> [DATASET]
==========

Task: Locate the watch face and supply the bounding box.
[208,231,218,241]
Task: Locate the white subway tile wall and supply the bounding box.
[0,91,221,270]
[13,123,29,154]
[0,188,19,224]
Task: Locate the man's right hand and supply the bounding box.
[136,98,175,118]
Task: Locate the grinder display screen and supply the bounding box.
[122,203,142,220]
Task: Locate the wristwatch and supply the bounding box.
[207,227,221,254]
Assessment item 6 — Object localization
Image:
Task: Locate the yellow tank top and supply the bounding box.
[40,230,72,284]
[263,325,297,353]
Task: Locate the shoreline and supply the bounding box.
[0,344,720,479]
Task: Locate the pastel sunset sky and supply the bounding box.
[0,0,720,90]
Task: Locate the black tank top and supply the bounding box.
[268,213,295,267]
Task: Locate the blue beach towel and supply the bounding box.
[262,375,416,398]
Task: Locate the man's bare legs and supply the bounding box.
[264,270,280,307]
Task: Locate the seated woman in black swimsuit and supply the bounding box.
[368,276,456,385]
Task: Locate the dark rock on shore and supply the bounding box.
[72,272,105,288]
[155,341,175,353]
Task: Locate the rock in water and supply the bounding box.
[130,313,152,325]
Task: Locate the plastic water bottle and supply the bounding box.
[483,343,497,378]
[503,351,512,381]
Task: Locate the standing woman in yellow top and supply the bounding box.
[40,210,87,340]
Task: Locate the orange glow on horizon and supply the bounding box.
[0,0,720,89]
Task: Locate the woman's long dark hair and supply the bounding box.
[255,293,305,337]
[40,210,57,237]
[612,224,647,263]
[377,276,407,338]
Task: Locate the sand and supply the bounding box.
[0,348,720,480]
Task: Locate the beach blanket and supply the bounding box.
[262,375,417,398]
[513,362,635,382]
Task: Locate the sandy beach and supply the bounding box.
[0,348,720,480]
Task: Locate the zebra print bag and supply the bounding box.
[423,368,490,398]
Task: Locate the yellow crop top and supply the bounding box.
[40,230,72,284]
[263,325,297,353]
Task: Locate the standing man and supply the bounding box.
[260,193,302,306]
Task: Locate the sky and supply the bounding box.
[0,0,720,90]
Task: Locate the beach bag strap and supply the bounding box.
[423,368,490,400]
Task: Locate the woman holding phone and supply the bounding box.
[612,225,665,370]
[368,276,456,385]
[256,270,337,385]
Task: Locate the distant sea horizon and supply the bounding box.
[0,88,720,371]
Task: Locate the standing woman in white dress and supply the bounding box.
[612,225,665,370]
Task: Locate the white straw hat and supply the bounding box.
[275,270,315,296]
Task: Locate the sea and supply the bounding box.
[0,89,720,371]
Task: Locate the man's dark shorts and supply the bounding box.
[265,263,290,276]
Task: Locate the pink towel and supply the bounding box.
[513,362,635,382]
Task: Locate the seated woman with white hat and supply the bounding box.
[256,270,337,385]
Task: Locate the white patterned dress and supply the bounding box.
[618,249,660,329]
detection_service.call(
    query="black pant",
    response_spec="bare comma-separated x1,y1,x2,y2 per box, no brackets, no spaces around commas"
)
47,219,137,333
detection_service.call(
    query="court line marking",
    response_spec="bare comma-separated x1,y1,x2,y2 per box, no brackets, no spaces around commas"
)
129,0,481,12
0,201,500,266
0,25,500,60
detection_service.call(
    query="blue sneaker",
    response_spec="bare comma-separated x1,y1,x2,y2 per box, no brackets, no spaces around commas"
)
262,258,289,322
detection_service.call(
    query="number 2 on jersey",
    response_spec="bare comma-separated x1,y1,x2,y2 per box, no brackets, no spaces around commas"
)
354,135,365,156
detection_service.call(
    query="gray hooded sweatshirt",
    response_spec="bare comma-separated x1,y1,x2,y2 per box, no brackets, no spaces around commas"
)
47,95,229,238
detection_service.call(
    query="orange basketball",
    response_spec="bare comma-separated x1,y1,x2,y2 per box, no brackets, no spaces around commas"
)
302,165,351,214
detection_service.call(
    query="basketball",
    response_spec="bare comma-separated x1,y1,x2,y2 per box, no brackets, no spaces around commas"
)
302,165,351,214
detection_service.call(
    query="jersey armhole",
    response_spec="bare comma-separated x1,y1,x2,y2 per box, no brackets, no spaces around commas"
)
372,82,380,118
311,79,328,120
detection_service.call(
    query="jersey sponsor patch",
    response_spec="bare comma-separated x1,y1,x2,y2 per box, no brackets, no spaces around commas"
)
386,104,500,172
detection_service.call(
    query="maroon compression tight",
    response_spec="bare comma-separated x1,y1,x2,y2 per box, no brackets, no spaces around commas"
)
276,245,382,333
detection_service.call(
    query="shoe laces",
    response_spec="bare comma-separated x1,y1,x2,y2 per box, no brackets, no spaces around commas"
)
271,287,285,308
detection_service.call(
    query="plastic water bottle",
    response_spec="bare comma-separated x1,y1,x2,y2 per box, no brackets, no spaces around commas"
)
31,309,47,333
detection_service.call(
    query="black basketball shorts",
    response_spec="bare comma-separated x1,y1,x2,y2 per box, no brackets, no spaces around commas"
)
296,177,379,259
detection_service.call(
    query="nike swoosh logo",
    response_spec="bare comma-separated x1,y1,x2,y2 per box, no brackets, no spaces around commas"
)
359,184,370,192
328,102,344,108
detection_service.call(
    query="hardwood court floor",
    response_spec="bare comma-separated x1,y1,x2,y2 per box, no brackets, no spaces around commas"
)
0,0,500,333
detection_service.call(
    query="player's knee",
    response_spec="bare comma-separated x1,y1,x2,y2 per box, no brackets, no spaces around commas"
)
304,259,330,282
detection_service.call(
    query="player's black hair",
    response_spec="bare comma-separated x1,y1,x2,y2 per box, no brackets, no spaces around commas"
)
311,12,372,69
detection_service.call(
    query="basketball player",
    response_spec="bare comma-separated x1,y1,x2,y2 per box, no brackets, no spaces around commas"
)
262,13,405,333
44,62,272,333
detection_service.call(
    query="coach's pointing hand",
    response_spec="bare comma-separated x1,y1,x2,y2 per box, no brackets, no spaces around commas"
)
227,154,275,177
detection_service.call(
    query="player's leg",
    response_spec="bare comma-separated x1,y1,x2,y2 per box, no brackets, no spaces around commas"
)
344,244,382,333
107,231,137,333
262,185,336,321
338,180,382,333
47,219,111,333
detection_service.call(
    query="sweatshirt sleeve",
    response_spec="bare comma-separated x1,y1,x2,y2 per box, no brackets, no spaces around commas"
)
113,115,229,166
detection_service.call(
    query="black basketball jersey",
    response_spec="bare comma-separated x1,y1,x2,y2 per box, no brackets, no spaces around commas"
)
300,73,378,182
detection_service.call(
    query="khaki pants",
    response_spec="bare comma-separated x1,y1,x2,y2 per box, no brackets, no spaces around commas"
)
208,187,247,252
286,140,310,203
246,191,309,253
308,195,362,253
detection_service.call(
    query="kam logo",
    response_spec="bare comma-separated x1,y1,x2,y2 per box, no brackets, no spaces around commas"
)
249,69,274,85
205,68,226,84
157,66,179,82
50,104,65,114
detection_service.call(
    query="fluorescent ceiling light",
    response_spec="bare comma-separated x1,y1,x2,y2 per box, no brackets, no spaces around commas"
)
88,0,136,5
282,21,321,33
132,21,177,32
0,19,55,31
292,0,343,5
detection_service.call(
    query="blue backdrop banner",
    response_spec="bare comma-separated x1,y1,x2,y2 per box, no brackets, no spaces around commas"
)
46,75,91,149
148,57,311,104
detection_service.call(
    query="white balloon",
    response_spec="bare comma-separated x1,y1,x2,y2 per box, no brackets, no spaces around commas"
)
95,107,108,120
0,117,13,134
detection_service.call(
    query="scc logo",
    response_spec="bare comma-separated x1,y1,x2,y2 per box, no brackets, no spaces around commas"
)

==========

> [WHAT IS ASKED]
Rescale the lines running from the line containing "Task: Locate the yellow crop" to the line containing "[423,368,490,400]", both ends included, and reproduce only those lines. Copy every line, including the task wording, but multiply each bounding box coordinate by 0.4 and round it to a whole number, with halves rounded up.

> [SOLUTION FOR THIS EXERCISE]
Task: Locate the yellow crop top and supply the bounding box.
[16,92,29,114]
[105,130,119,141]
Task: Locate the standing man and supply the bounding box.
[104,77,121,122]
Task: Locate the sky and supply the bounding box.
[0,0,288,36]
Task: Locate the beach bag strap and supply the bounding box.
[169,147,196,160]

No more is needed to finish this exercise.